═══ Data to use
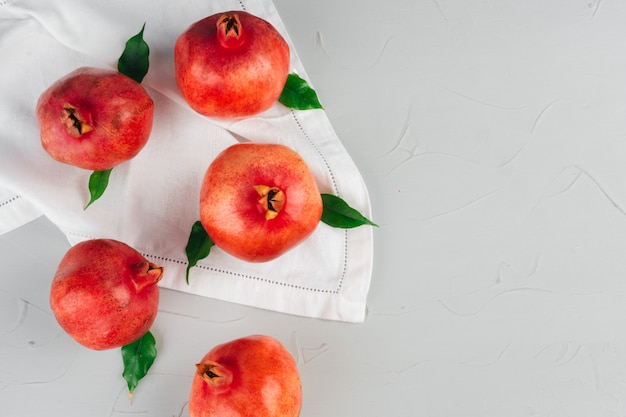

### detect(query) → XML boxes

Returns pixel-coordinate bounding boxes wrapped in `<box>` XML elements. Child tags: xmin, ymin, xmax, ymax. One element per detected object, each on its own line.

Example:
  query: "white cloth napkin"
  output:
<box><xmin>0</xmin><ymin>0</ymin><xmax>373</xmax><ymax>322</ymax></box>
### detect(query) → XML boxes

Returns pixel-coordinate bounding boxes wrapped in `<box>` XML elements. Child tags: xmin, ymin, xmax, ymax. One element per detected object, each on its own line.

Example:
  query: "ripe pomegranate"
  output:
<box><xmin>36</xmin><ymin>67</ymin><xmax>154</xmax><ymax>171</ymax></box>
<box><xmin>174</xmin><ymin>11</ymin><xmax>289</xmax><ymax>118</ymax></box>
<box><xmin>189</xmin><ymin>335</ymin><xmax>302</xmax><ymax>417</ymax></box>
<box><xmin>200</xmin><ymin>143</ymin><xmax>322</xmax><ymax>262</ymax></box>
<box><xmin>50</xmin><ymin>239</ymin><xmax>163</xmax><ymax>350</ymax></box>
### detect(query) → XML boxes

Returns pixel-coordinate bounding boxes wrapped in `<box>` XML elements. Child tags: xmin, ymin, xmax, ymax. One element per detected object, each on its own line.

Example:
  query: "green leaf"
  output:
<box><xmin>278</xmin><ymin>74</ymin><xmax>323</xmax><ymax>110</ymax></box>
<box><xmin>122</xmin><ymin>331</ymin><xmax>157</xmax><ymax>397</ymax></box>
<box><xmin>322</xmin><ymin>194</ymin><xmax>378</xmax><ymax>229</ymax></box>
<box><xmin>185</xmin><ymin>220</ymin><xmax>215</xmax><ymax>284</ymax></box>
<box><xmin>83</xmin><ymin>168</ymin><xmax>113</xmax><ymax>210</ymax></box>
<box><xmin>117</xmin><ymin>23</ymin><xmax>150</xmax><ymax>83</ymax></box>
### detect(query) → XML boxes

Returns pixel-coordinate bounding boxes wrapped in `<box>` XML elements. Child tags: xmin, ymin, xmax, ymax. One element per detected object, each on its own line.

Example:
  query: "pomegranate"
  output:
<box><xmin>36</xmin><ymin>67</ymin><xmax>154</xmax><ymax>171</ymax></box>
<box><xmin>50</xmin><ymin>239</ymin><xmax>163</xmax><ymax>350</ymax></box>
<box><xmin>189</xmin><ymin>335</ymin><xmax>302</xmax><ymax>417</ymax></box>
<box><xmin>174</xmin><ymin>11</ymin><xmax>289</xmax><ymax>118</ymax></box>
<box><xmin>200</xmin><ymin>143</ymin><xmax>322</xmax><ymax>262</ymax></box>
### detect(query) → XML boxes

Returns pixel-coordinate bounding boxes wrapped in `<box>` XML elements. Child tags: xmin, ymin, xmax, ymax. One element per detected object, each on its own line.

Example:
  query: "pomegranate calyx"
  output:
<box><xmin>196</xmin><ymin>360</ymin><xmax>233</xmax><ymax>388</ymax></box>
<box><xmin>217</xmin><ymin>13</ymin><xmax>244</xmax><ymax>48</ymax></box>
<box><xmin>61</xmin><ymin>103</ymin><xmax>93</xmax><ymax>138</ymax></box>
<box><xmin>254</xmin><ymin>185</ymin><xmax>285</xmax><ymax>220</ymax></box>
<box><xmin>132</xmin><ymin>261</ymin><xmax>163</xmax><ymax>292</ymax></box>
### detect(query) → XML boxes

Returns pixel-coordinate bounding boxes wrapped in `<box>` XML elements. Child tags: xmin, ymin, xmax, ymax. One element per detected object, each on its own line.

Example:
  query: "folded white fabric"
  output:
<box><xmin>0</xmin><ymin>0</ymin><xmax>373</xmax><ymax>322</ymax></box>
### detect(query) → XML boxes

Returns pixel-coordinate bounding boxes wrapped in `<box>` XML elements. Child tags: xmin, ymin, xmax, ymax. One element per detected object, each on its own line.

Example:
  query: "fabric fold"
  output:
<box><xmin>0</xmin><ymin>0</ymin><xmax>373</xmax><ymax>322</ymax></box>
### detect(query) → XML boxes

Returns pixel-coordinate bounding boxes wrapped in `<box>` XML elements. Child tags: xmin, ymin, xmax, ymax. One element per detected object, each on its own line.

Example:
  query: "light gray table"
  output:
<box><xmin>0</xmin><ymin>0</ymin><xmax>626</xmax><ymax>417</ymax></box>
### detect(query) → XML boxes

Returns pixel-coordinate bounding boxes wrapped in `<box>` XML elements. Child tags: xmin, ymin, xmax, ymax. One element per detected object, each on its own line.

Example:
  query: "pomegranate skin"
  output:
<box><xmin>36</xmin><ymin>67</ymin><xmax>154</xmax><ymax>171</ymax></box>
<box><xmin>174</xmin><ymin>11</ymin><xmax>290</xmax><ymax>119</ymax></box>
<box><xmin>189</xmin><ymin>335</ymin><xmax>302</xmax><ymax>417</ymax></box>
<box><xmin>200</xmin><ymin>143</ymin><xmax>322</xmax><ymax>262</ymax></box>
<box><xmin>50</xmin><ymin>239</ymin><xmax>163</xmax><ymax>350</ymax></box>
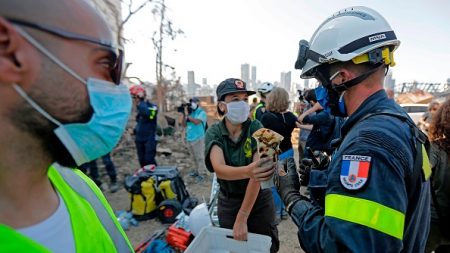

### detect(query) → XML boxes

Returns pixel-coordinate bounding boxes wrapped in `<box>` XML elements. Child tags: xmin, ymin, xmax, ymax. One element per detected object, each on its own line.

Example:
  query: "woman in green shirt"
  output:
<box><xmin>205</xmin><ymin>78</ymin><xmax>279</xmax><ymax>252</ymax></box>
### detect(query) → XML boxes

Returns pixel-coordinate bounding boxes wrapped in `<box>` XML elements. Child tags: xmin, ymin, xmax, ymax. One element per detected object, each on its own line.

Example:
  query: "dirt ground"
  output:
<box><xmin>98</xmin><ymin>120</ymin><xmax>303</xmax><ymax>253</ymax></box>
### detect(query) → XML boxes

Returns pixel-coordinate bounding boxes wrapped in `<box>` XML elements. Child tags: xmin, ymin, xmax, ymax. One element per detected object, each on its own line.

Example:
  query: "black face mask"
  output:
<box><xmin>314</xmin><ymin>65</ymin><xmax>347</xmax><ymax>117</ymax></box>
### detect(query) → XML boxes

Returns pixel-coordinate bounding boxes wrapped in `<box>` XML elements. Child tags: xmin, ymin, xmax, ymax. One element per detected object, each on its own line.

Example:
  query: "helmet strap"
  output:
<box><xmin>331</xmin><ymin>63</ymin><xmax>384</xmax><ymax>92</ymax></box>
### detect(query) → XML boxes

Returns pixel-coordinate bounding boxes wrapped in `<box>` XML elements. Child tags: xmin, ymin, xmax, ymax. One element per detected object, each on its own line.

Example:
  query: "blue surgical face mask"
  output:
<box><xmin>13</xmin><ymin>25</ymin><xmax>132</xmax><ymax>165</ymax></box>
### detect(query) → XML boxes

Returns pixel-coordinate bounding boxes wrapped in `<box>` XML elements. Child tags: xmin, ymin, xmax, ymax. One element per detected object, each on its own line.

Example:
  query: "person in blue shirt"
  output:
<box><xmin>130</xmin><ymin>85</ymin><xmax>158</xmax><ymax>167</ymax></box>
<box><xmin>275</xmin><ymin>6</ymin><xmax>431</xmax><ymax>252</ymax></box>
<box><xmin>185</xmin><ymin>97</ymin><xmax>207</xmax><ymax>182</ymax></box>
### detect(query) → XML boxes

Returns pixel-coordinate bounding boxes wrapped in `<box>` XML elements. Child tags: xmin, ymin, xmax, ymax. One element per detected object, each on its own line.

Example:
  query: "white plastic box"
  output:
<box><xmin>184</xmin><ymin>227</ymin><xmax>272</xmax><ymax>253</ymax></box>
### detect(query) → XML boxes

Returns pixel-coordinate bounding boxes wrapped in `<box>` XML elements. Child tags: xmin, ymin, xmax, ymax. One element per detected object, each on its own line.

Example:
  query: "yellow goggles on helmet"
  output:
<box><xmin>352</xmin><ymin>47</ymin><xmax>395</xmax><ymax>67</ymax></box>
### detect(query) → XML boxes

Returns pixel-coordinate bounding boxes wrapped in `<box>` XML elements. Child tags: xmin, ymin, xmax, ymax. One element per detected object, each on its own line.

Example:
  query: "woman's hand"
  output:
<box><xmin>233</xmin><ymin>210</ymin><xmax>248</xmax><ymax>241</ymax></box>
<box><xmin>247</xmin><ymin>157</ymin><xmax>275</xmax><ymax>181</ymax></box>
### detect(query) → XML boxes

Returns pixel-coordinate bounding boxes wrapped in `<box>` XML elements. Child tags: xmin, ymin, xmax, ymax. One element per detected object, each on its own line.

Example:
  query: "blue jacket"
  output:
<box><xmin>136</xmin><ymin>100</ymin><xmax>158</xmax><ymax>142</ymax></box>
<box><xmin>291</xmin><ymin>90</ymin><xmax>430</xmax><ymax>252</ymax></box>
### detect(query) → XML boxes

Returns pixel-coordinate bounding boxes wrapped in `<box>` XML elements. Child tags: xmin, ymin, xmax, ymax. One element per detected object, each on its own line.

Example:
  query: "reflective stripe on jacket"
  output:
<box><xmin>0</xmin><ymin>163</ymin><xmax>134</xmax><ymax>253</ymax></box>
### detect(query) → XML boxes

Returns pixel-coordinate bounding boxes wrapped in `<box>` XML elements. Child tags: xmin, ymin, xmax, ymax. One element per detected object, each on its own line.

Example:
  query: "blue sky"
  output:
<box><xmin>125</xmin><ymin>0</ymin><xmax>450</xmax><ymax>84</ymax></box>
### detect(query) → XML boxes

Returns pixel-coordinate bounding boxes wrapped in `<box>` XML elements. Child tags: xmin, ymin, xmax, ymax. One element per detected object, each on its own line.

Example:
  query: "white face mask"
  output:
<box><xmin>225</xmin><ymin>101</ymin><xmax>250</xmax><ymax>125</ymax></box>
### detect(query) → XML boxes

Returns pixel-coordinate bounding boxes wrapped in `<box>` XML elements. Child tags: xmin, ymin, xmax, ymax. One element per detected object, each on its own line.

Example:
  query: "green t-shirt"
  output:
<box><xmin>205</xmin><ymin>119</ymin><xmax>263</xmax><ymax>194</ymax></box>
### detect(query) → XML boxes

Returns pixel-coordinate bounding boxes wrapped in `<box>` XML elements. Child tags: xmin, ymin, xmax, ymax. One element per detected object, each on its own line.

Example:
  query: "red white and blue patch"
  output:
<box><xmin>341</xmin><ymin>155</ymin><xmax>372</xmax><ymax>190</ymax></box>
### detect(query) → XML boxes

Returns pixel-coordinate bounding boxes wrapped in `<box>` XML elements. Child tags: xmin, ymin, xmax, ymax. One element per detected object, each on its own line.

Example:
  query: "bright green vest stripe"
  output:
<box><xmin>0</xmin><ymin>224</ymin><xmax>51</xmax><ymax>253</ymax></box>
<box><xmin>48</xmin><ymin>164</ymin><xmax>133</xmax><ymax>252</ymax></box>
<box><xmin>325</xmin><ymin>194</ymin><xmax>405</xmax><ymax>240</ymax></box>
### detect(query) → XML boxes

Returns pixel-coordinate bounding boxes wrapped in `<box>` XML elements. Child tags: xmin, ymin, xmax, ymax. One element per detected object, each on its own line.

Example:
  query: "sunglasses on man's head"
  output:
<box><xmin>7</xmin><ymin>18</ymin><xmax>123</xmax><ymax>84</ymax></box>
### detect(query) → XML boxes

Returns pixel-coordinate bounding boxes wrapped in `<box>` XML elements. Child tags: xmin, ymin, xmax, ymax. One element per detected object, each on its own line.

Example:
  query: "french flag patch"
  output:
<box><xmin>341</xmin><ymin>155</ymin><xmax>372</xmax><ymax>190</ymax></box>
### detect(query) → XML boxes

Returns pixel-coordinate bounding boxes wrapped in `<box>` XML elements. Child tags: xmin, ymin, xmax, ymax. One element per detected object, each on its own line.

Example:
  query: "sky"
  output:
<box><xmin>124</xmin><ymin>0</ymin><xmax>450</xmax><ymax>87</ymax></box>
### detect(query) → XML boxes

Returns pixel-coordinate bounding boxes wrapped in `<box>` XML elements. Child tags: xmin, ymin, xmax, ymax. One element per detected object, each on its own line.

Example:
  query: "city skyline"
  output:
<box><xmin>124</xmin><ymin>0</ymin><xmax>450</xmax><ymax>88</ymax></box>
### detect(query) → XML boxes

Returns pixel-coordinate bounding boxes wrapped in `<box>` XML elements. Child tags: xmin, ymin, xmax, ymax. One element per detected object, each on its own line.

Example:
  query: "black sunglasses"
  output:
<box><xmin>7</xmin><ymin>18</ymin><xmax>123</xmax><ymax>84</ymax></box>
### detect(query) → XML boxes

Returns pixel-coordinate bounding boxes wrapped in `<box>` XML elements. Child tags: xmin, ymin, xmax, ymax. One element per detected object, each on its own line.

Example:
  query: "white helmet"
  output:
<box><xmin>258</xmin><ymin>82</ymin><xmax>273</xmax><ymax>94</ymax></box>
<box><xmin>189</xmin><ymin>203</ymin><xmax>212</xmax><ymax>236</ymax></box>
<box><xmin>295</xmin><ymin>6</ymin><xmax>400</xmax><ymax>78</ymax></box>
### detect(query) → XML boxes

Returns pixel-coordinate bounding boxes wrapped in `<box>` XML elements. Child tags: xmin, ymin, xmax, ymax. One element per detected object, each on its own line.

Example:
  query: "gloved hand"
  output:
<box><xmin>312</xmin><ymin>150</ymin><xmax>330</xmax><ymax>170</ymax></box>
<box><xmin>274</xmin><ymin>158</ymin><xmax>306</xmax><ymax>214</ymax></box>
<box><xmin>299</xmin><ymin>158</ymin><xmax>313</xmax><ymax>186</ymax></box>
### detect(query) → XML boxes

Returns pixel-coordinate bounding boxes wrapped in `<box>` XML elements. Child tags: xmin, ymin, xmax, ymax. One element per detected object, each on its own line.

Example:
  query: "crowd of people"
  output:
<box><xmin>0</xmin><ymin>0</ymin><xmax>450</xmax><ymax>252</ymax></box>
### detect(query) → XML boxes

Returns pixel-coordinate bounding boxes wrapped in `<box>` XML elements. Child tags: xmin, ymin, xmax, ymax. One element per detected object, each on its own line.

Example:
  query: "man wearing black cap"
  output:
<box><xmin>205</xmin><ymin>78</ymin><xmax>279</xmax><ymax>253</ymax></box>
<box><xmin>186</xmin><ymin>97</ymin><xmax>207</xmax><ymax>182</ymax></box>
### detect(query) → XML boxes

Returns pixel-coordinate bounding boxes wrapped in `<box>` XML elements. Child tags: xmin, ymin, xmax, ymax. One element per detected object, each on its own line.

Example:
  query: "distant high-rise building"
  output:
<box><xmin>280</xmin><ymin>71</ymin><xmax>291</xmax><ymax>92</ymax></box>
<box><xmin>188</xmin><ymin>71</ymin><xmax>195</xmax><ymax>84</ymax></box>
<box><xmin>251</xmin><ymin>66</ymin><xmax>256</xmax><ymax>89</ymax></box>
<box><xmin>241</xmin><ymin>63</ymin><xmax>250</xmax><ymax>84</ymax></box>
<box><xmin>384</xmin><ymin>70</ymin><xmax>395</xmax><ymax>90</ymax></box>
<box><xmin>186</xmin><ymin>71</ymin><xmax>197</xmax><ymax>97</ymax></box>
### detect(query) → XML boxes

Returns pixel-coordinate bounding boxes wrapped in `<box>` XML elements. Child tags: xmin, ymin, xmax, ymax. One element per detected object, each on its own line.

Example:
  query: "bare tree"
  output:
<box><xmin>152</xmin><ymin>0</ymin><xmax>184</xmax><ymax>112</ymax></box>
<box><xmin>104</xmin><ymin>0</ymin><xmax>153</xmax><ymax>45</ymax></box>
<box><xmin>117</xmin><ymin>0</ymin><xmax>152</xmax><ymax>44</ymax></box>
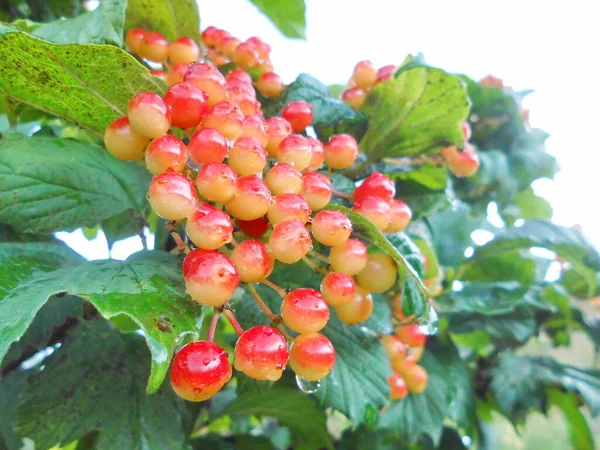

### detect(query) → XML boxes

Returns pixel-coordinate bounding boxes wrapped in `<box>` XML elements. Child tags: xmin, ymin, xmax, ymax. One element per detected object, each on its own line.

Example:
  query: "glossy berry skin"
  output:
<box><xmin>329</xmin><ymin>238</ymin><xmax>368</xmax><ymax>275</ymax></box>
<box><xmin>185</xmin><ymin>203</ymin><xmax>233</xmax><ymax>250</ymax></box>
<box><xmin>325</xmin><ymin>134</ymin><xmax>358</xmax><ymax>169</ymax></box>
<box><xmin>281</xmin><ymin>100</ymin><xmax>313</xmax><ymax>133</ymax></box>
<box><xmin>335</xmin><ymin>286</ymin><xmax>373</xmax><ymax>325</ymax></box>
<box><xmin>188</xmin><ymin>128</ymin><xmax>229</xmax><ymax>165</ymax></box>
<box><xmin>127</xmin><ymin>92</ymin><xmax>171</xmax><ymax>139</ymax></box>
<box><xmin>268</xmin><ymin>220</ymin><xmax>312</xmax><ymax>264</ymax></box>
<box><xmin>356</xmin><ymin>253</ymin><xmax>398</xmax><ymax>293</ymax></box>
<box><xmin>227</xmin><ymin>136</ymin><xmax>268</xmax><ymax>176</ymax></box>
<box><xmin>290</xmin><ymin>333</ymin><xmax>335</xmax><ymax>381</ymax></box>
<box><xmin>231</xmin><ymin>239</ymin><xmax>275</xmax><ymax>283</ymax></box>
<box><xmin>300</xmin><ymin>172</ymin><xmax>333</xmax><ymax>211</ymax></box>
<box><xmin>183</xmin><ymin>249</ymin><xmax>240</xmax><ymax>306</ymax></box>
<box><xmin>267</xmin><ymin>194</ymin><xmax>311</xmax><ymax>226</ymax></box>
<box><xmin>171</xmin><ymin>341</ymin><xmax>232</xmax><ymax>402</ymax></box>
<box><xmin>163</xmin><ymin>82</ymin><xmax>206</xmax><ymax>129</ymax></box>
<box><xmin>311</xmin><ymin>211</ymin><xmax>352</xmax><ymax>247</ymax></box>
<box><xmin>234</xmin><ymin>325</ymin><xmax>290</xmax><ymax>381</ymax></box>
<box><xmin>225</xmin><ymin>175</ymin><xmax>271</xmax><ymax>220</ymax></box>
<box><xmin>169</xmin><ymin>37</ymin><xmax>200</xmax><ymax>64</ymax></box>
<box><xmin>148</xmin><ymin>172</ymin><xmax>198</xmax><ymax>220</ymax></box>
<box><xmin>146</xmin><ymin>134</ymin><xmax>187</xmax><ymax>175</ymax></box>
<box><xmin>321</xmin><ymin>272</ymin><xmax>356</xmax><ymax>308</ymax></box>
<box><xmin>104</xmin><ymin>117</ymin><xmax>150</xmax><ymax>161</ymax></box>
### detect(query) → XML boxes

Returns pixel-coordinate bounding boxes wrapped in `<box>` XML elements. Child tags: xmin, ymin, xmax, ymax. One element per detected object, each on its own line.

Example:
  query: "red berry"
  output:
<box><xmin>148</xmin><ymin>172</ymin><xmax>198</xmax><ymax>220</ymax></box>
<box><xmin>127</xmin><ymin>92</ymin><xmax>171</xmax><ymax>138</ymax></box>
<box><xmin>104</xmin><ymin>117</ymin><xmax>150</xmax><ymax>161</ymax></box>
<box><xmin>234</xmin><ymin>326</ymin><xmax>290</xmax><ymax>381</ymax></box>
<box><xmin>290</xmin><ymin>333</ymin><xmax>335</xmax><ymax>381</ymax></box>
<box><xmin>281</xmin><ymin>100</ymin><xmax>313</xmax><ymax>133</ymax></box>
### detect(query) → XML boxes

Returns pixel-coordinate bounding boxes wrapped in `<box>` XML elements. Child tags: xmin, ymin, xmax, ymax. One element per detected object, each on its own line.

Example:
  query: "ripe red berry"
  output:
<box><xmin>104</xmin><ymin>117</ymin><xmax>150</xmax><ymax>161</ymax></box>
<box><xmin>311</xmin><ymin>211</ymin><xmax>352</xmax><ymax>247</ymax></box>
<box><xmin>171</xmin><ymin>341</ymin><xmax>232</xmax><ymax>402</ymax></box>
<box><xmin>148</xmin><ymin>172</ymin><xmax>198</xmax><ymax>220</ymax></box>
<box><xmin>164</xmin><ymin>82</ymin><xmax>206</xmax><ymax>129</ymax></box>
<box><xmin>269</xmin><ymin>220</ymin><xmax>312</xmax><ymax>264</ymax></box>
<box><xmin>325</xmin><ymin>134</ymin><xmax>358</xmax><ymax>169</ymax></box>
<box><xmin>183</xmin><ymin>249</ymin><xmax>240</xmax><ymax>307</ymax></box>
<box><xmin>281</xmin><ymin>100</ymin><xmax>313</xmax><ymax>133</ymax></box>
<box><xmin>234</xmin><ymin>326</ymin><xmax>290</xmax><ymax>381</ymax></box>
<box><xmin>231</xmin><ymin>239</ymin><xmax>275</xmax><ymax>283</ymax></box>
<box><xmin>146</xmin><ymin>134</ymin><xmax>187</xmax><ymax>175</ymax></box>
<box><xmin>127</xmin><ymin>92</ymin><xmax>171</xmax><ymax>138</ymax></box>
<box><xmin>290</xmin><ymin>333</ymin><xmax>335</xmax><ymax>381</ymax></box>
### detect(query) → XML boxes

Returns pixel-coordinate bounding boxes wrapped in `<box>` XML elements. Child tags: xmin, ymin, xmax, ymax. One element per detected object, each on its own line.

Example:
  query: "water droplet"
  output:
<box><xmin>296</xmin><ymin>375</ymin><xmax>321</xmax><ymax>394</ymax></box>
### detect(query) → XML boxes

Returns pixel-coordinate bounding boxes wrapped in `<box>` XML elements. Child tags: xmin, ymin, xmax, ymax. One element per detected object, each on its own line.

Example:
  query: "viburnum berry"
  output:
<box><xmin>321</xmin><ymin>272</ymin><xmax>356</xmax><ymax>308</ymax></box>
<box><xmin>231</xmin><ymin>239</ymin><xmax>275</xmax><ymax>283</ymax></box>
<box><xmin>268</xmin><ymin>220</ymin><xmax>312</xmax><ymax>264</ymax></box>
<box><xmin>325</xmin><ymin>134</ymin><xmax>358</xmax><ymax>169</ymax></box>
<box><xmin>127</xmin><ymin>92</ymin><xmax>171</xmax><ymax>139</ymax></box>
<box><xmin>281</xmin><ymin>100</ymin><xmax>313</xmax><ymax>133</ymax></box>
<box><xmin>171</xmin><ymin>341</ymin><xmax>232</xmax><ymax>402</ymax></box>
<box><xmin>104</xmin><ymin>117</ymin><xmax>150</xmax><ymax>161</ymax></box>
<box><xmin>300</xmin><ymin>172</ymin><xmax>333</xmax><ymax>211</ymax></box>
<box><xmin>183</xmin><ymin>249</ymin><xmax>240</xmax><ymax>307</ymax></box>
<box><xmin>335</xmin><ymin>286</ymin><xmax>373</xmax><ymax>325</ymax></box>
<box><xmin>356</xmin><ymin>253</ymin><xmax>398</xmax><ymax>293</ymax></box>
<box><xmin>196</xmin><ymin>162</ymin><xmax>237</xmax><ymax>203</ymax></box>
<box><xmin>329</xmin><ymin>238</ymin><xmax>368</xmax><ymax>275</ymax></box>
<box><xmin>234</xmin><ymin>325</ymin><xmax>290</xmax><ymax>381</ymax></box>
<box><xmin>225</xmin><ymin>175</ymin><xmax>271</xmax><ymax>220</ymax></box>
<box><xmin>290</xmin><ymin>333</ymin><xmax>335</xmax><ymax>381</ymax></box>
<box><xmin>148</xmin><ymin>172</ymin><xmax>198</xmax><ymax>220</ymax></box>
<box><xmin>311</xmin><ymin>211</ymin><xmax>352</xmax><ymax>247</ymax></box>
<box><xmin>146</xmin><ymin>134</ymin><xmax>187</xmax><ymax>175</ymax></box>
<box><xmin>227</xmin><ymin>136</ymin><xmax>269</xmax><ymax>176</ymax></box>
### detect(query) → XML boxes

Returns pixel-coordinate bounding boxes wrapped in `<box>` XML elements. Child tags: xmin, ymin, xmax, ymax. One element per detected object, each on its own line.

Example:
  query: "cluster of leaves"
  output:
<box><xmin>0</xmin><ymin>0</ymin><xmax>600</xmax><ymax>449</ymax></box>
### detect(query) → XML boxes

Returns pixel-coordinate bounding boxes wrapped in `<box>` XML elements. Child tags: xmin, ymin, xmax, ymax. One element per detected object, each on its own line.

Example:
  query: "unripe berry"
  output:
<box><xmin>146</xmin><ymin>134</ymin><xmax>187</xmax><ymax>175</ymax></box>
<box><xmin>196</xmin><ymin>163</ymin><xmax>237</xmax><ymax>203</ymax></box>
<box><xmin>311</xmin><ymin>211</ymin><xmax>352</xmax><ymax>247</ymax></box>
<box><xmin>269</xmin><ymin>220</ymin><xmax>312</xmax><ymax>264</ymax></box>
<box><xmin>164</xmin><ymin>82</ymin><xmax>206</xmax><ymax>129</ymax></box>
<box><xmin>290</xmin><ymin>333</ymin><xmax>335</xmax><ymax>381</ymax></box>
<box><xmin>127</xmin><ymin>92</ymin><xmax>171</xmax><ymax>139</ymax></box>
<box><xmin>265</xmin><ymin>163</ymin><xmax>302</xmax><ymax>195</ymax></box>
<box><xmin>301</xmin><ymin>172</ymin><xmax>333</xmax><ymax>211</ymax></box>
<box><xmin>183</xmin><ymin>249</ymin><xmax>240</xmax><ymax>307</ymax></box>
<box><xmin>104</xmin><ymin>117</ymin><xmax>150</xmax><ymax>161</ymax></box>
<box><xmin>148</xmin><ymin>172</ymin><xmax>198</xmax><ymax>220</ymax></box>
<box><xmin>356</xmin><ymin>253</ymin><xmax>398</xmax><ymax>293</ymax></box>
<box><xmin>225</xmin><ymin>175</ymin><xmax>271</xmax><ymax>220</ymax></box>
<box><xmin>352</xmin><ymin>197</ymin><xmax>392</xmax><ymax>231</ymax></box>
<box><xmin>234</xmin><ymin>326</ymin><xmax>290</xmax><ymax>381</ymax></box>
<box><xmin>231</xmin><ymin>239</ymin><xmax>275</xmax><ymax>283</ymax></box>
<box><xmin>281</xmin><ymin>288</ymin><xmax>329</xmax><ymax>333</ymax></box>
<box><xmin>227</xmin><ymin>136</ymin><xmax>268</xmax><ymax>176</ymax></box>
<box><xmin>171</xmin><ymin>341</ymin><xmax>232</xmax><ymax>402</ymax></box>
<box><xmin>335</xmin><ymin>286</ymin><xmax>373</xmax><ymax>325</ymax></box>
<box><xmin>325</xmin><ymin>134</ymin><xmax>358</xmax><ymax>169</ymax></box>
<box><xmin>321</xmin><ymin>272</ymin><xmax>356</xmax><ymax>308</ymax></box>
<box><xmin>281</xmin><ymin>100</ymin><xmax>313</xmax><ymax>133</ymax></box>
══════
• **Task goal**: Pick out each line in the data above that contains the word "black" and copy those lines in full.

• **Exercise result**:
  query: "black face mask"
  query: "black sunglasses"
  query: "man wearing black cap"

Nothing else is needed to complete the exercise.